__Aim of the task__. Copy out the rows below, swapping every "marker" for "pin" and leaving everything else unchanged.

__Provided records__.
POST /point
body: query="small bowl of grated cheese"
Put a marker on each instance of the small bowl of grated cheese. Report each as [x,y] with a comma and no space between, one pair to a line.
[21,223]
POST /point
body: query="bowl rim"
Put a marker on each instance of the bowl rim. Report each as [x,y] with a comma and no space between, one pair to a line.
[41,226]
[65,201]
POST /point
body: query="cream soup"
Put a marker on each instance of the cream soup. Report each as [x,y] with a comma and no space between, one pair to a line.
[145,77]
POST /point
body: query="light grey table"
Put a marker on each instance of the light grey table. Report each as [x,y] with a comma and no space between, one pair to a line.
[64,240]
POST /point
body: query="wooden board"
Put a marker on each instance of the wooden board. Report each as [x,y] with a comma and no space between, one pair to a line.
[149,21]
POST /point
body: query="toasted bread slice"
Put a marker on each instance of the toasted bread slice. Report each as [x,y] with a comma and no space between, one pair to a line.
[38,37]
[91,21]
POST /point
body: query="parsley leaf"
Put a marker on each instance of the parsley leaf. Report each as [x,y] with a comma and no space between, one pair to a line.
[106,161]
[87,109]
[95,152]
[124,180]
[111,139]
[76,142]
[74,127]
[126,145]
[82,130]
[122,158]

__Written response__.
POST /point
body: query="small bowl of grated cheese"
Put a pin on each instance of the small bowl of grated cheese. Report each as [x,y] with a comma and no space between, one pair to a line.
[21,223]
POST /point
body: query="bowl rim"
Put a pin on each instance of the bowl rim. Report each as [x,y] with a comma and no space between, one pair to a line.
[41,226]
[65,201]
POST /point
body: query="cream soup"
Put a pin on each instance of the cream soup. Report each as [x,y] with a comma and no space between, one pair to a line.
[145,77]
POST /point
body: query="light grey table"
Put a pin on each instance of the light grey table. Report each as [x,y] with a comma and no space between, one pair to a line.
[64,240]
POST /point
body: query="wooden board"
Put a pin on each instance of the wooden board. Report each as [x,y] with a comma and no space between, one pair to a line.
[149,21]
POST /point
body: query="toasted bread slice"
Put a pin on each instance of the toasted bread slice. Report each as [x,y] with a comma and no space between, one pair to a line.
[38,37]
[91,21]
POST /point
body: query="parsley leaf"
Put a pin on each instance of the parsley leaf. Report each as [x,y] with a comma and no space between, one pair to a line.
[106,161]
[87,109]
[95,152]
[124,180]
[111,139]
[76,142]
[74,127]
[126,145]
[82,130]
[122,158]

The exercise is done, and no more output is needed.